Extract to read -
>>

Using a system service will allow us all to use it together.

# start the service
sudo systemctl start ollama

# stop the service
sudo systemctl stop ollama

Once this has been started up, try using the python API to connect to it (we will be using the cn003 node):

import ollama

response = ollama.chat(model='llama3.2:1b', messages=[{'role': 'user', 'content': 'Hi'}])
print(response.message.content)

You can build your own user interface for others to use or even create a custom AI agent that will use this model to make decisions and do work for you.

Other models

Take some time to browse through the available models on Ollama.com. Some that I’m familiar with include:

  • llama3.1, is a new state-of-the-art model from meta available in various parameter sizes
  • gemma3n, by Google is designed for efficient execution on everyday devices such as laptops, tablets or phones
  • deepseq-r1 is a family of open reasoning models with performance approaching that of leading models, such as O3 and Gemini 2.5 Pro

Comparison with TACC

The Texas Advanced Computing Center (TACC) has much more up-to-date compute nodes available, and we can schedule time on those compute nodes as needed. You can learn a little more about TACC here.

<<

Stored entries -

>>

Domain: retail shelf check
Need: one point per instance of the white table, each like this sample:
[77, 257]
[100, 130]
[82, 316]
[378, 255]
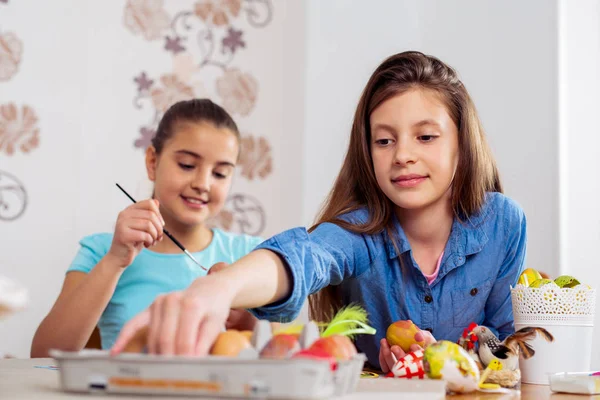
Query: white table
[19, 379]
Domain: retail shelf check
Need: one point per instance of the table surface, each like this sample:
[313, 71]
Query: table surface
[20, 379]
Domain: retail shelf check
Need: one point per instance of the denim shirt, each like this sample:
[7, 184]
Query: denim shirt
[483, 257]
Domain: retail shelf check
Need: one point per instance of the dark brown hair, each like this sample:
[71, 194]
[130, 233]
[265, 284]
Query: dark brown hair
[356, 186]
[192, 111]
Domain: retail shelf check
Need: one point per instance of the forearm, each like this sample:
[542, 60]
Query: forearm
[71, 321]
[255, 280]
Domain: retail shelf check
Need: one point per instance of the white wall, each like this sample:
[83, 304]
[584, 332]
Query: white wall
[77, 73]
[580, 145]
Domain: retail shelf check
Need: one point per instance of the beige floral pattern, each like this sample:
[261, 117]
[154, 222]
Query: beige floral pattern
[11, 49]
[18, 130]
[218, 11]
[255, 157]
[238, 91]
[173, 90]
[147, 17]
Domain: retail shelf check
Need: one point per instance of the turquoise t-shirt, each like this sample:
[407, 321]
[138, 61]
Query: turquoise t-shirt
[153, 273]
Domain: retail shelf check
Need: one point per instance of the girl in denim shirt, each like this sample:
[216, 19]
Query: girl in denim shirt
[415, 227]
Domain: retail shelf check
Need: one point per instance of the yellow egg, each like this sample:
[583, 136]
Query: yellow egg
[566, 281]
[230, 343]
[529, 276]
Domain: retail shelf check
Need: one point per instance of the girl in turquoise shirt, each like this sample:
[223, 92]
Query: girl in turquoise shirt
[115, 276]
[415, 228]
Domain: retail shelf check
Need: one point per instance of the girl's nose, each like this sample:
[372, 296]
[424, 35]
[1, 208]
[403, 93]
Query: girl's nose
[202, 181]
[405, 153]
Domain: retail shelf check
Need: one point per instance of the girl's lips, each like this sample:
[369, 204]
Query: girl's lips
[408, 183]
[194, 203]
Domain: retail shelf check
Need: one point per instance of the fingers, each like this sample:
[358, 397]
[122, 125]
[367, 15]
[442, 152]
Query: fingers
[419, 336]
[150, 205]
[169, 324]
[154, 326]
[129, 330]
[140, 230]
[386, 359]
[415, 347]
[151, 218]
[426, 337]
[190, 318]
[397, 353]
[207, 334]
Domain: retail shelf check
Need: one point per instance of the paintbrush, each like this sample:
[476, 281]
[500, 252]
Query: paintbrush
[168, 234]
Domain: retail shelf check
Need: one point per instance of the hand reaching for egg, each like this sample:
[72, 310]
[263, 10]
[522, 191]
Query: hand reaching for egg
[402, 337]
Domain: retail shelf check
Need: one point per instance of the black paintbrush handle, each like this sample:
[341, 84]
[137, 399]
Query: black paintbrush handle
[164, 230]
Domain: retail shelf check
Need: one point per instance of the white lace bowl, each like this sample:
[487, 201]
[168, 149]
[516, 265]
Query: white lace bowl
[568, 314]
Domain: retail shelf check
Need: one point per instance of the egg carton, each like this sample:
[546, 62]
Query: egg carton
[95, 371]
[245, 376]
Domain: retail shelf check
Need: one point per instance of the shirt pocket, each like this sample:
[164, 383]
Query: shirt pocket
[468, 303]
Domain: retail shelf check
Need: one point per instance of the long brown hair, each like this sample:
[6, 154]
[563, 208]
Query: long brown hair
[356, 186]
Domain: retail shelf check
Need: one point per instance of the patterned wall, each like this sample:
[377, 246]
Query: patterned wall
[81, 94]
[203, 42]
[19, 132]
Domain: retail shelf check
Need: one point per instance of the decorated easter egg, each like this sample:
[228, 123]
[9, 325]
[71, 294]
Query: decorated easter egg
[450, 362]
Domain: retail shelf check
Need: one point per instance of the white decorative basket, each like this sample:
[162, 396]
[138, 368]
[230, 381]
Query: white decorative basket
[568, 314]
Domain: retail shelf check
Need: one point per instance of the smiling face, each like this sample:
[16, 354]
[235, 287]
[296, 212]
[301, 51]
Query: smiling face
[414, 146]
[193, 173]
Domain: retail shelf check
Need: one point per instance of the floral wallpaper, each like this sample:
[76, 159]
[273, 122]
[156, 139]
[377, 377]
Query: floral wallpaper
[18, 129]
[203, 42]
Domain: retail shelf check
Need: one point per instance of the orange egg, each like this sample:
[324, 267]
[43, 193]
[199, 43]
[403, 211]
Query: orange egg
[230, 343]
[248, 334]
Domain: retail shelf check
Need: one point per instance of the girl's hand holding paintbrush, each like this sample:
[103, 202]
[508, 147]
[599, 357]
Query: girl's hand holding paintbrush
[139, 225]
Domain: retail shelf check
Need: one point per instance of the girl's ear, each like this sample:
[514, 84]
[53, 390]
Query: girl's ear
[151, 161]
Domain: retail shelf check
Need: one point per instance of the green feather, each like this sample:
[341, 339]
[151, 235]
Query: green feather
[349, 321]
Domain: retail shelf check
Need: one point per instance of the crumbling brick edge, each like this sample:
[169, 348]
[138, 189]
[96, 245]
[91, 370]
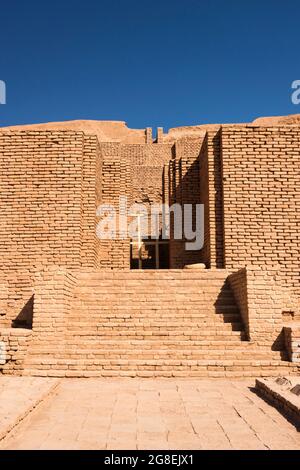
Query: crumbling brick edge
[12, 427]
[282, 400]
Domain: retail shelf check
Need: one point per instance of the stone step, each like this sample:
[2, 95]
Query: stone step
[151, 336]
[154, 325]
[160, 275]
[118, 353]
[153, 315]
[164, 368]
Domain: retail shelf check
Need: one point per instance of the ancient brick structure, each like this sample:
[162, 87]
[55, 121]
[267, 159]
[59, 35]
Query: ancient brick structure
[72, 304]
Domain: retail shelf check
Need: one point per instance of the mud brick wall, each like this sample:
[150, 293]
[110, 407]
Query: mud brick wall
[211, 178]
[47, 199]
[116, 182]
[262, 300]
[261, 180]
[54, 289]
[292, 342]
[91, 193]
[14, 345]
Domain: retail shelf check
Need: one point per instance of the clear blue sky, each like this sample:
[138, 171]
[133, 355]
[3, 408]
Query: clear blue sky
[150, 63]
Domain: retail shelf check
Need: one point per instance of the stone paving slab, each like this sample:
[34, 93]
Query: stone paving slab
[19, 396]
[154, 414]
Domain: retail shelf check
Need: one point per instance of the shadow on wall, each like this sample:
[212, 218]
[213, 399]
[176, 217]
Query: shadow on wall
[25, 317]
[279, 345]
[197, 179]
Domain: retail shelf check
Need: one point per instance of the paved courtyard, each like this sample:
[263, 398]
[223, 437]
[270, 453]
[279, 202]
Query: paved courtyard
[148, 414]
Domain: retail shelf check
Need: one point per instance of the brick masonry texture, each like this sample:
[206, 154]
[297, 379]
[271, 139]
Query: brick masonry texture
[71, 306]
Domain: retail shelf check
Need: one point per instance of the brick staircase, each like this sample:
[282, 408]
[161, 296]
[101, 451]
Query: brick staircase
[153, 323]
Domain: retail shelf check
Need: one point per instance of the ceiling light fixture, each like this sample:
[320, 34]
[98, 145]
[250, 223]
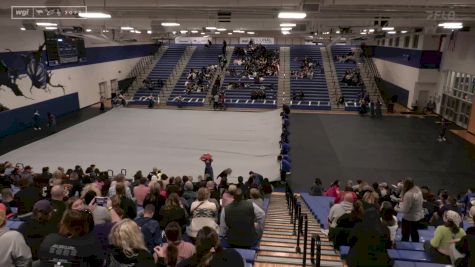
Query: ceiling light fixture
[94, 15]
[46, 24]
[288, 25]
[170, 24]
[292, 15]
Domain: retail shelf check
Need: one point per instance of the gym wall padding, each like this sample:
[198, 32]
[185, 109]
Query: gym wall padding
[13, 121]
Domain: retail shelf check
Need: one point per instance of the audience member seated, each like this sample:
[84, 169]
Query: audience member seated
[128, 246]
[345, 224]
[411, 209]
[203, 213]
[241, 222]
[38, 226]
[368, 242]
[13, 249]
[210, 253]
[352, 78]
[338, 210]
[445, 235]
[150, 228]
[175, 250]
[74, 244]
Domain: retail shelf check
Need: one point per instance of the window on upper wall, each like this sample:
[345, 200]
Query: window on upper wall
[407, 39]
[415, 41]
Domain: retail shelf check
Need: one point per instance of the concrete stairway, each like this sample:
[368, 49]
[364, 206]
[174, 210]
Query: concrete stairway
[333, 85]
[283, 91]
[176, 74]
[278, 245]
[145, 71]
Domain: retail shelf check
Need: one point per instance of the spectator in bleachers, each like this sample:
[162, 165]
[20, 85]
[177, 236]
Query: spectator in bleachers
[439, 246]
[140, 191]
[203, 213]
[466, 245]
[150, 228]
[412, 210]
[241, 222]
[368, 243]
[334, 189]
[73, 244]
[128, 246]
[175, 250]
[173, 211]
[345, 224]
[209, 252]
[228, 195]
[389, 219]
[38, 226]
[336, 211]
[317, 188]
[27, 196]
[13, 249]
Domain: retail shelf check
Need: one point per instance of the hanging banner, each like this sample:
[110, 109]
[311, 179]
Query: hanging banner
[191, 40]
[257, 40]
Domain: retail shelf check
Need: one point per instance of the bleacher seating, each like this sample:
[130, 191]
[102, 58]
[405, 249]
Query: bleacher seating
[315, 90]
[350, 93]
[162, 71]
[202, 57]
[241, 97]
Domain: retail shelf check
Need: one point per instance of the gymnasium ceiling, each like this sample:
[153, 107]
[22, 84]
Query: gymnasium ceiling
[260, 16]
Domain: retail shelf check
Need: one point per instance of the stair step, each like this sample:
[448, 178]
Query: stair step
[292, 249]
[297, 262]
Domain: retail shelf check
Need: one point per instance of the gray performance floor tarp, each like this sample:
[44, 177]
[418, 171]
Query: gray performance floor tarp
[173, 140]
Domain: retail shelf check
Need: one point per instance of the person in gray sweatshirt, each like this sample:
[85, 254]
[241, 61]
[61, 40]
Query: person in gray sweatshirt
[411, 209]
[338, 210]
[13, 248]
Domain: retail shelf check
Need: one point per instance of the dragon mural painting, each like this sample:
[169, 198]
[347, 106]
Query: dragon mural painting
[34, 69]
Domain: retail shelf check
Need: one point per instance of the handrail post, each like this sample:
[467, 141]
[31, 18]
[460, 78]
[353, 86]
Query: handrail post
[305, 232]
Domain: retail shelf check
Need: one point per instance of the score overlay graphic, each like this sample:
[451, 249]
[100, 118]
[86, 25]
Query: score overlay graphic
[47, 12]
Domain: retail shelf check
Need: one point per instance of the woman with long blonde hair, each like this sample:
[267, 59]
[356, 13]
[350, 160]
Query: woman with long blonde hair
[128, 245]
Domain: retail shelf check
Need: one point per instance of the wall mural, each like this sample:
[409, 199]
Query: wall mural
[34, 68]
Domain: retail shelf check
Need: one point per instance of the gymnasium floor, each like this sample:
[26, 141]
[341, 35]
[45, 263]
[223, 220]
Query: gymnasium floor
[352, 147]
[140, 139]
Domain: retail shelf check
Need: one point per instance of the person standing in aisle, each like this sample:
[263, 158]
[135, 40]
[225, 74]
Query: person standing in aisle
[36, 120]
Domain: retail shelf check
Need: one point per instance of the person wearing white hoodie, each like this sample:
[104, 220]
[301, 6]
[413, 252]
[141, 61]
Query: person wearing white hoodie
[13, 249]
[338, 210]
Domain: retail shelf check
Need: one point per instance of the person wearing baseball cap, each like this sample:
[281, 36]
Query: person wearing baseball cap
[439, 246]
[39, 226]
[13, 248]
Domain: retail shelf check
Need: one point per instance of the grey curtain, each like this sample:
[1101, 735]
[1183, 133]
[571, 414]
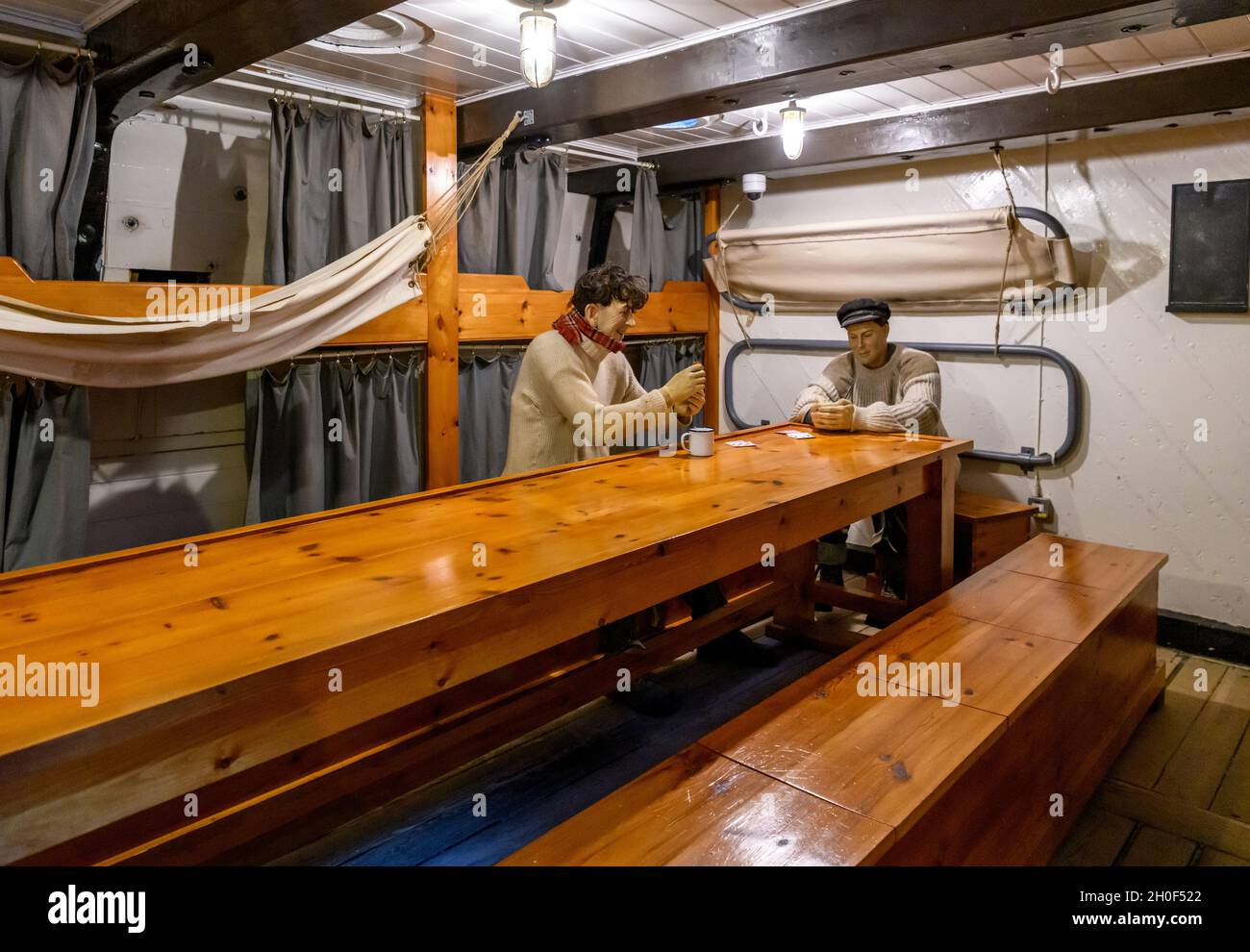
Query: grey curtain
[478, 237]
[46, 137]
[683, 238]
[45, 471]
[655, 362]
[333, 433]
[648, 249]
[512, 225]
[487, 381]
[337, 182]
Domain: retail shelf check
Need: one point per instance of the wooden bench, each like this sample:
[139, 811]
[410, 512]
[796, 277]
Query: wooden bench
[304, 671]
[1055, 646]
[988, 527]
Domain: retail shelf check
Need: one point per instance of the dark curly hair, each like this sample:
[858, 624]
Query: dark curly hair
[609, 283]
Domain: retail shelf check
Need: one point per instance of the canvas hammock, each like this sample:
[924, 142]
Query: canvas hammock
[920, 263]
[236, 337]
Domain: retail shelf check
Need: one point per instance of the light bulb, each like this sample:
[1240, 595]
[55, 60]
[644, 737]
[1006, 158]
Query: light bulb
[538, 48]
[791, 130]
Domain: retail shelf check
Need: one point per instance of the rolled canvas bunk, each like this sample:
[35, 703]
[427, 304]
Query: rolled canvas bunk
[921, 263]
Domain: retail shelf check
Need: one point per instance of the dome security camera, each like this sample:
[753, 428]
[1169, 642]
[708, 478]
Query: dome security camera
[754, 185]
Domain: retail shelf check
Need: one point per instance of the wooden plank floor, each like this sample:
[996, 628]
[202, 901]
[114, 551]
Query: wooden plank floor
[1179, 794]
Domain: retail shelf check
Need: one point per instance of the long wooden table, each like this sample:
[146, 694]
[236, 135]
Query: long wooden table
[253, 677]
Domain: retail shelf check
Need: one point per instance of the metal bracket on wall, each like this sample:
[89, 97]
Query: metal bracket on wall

<<

Actions to take -
1. Decide whether each statement agrees with the Ollama passage, answering yes or no and quoting the words that settle it: (a) The Python example connects to the cn003 node. (b) gemma3n is described as a model from meta. (c) TACC is said to have older compute nodes than the ones in use here.
2. Name every model that the Ollama passage lists as one the writer is familiar with.
3. Reproduce the Ollama passage between "Other models" and "about TACC here.", inclusive.
Rely on the Ollama passage alone for every answer.

List of solutions -
1.
(a) Yes: "(we will be using the cn003 node)"
(b) No: "gemma3n, by Google is designed for efficient execution on everyday devices such as laptops, tablets or phones"
(c) No: "has much more up-to-date compute nodes available"

2. llama3.1, gemma3n, deepseq-r1

3.
Other models

Take some time to browse through the available models on Ollama.com. Some that I’m familiar with include:

  • llama3.1, is a new state-of-the-art model from meta available in various parameter sizes
  • gemma3n, by Google is designed for efficient execution on everyday devices such as laptops, tablets or phones
  • deepseq-r1 is a family of open reasoning models with performance approaching that of leading models, such as O3 and Gemini 2.5 Pro

Comparison with TACC

The Texas Advanced Computing Center (TACC) has much more up-to-date compute nodes available, and we can schedule time on those compute nodes as needed. You can learn a little more about TACC here.